* Written exercise
Extract every line of the data below that contains the string "right", matching case exactly.
## Start Material for this exercise
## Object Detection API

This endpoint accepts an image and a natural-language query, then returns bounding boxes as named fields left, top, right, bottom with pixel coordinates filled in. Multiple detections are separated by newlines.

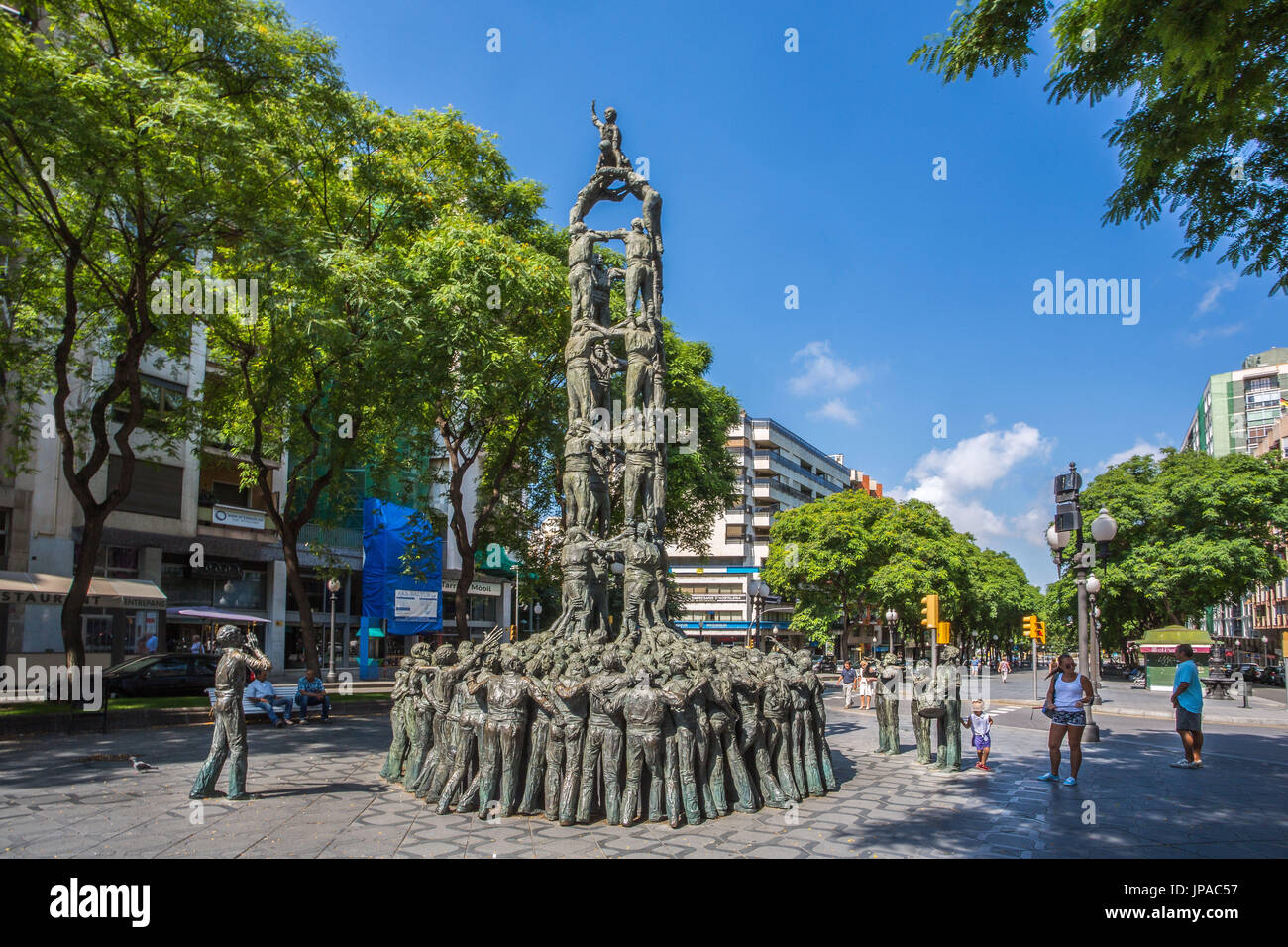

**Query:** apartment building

left=667, top=412, right=881, bottom=646
left=1184, top=347, right=1288, bottom=664
left=0, top=326, right=510, bottom=670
## End Material for this exercise
* Result of this task
This endpoint accepts an image and a natural-language query, then returns bounding boxes as named fields left, top, right, bottom with pixel coordinates filled in. Multiple detections are separated by newlines.
left=667, top=412, right=881, bottom=646
left=1184, top=347, right=1288, bottom=664
left=0, top=326, right=510, bottom=670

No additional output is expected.